What you will do.
Find the lines holding the string "peak" in the data, then copy all of them.

[Records contained in a dataset]
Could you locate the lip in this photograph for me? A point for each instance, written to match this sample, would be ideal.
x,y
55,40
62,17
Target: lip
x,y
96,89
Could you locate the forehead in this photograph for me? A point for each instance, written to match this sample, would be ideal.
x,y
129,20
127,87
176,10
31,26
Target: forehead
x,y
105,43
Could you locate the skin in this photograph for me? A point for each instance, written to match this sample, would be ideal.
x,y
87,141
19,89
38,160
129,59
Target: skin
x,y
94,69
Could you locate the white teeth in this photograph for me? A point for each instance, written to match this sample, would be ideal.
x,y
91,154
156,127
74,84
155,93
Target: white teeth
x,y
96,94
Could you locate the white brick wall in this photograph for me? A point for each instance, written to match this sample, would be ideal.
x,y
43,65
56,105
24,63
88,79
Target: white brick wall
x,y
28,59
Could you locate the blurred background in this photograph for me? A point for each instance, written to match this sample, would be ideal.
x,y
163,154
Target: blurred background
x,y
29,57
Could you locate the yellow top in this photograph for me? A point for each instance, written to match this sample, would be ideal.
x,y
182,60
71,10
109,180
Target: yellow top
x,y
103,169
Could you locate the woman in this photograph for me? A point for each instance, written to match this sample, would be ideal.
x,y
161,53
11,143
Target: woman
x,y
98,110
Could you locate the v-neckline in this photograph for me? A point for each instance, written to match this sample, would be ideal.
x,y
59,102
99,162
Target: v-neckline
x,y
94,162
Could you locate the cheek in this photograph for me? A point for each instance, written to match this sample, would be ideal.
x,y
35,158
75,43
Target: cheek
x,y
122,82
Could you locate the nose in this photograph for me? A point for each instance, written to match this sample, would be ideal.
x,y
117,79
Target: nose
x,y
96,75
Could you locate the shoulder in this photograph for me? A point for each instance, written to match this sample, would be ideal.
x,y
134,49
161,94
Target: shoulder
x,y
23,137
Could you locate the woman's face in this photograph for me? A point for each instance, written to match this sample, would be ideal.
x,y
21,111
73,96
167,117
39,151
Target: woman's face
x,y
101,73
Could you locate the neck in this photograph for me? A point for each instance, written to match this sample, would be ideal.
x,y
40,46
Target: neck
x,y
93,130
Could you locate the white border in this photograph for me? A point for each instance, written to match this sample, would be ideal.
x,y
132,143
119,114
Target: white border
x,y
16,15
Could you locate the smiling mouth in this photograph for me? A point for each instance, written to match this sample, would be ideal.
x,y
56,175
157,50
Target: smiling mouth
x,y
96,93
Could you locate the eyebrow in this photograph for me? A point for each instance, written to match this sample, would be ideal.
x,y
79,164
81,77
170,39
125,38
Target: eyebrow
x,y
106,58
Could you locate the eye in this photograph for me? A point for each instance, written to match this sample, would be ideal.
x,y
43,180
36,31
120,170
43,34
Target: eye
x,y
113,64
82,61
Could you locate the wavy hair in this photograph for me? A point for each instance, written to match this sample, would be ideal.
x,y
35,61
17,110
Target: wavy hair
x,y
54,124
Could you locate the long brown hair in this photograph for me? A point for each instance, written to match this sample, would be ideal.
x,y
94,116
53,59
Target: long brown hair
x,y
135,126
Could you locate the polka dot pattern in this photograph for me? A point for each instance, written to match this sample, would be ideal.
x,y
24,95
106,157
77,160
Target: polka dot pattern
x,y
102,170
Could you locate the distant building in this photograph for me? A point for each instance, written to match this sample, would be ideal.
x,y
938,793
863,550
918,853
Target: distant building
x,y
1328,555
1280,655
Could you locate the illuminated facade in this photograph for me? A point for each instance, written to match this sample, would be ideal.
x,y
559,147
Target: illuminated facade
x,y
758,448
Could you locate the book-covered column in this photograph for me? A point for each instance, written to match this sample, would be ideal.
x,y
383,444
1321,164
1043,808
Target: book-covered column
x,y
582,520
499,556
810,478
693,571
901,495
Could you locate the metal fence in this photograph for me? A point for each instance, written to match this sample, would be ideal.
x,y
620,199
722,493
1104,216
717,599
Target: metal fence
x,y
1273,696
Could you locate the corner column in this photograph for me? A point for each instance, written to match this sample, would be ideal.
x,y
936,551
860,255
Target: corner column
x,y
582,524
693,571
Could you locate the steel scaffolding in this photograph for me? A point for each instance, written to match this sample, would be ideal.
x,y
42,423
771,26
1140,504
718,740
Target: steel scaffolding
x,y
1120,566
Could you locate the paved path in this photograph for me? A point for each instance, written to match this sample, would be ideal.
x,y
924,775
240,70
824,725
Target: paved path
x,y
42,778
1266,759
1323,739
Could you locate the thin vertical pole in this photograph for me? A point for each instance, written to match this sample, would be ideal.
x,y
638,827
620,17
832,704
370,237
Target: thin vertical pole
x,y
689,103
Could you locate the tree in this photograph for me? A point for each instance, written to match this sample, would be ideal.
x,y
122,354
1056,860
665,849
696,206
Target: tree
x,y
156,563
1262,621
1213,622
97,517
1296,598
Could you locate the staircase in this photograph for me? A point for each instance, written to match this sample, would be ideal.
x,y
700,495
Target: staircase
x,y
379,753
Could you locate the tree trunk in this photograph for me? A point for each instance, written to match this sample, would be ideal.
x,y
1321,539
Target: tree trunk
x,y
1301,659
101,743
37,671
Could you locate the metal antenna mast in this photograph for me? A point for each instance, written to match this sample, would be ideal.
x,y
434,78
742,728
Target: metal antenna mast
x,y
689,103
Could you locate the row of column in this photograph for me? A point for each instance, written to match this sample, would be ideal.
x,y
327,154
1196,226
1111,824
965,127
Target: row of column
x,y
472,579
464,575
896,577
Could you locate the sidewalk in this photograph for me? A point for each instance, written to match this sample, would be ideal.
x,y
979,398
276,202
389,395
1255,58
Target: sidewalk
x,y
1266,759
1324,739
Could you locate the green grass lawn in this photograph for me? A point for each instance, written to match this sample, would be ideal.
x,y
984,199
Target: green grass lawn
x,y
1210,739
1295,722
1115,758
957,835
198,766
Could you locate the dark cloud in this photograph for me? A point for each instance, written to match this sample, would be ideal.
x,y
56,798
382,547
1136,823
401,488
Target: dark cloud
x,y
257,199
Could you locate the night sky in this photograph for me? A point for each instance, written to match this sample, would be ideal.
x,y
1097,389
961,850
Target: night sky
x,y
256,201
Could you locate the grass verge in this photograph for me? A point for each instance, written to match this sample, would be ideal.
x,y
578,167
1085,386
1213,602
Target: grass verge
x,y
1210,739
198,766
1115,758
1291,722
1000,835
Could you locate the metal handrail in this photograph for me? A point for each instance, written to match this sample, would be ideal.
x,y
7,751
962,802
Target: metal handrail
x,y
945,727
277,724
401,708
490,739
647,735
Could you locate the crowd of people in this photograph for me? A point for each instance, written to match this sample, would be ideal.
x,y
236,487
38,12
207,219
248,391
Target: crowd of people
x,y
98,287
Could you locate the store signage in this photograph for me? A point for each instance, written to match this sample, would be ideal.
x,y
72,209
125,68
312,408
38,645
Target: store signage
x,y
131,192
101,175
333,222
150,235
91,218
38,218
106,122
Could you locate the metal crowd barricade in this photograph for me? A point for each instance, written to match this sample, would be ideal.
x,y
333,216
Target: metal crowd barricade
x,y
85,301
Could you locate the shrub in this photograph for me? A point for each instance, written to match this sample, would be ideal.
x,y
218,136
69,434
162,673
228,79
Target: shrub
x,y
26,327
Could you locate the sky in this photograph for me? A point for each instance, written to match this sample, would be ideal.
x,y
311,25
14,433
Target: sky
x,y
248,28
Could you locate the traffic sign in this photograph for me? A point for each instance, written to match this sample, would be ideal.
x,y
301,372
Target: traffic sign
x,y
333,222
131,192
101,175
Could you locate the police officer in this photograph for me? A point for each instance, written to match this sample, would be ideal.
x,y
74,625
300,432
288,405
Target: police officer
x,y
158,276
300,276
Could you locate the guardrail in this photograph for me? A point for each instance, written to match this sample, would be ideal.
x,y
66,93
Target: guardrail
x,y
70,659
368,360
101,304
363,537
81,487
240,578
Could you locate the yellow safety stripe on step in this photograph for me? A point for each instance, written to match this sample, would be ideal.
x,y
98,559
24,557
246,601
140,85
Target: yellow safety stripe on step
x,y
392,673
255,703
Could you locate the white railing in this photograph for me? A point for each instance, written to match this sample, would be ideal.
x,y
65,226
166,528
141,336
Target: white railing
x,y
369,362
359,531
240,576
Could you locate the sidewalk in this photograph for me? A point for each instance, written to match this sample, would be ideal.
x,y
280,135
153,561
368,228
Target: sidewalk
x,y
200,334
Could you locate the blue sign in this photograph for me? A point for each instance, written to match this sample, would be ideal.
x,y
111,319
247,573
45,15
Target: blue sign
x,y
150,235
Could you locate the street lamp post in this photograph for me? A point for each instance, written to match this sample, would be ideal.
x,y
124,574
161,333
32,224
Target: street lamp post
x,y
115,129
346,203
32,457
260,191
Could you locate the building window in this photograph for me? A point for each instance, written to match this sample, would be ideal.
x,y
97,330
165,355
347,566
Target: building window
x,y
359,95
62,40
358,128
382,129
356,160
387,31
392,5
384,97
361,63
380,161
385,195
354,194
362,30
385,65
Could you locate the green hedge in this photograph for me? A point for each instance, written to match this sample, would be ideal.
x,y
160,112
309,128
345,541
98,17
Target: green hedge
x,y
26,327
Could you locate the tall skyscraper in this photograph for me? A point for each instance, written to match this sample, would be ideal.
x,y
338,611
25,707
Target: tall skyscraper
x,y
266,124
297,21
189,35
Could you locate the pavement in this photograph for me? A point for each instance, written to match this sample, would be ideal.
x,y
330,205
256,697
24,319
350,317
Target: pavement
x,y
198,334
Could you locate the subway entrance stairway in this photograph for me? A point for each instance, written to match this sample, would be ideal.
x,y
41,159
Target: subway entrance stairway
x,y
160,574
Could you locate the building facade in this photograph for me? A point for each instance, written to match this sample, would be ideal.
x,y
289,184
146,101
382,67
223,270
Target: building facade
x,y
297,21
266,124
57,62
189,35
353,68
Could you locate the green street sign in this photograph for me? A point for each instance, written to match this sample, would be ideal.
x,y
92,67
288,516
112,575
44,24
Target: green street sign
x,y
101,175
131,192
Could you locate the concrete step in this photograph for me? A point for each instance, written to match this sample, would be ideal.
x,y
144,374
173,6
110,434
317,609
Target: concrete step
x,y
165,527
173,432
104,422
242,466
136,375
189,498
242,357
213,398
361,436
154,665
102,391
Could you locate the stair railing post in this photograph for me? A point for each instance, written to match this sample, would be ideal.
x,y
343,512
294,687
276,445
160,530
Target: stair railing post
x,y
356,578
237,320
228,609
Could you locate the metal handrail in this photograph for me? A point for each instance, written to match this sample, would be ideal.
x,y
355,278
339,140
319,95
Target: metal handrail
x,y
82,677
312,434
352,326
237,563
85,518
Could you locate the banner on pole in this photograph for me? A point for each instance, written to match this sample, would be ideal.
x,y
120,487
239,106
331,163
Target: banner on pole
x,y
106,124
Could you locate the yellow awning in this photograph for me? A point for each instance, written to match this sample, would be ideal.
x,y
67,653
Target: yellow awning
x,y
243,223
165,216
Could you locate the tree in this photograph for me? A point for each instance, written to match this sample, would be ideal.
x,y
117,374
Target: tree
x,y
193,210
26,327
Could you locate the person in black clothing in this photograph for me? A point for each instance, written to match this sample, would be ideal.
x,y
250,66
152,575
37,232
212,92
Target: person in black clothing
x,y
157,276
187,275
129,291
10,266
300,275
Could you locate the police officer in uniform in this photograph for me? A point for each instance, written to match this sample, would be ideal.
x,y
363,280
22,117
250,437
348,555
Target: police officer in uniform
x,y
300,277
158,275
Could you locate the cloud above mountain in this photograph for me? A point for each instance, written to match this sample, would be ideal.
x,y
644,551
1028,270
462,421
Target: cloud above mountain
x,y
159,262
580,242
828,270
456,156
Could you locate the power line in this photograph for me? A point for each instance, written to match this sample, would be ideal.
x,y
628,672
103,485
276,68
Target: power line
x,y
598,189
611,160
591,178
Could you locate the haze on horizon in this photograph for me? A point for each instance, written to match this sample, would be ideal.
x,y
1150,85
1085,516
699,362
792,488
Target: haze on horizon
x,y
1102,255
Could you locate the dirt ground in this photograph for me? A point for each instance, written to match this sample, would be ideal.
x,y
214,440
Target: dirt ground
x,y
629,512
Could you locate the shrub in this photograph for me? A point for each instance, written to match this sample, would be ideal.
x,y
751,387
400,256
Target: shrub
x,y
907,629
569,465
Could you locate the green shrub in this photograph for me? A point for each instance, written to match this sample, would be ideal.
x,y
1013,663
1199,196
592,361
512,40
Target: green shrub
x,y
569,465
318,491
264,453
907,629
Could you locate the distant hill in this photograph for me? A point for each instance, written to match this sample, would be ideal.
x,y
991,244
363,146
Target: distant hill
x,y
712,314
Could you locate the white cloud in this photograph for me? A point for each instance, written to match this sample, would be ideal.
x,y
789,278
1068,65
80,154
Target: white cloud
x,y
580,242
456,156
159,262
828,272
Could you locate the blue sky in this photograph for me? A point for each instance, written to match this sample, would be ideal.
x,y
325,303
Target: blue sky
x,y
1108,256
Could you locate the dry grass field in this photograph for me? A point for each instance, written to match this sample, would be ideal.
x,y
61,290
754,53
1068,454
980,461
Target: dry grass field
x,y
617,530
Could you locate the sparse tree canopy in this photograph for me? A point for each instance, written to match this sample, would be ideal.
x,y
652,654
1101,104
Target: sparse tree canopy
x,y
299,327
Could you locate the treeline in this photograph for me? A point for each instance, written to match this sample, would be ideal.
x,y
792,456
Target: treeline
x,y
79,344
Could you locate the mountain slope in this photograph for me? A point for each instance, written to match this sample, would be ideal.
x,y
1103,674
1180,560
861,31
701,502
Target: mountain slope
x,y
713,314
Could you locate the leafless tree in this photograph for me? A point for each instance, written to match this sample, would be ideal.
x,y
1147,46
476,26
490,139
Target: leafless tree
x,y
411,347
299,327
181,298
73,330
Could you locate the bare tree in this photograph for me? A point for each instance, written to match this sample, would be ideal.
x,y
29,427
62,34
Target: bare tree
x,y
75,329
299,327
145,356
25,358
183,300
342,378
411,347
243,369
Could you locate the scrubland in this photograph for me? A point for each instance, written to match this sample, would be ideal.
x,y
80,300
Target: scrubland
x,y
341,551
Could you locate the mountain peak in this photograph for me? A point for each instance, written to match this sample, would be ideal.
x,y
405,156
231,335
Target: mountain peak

Output of the task.
Could you locate the mountain peak in this photograph for me? A point for each instance, written to match this sample, would be ideal.
Target: mountain peak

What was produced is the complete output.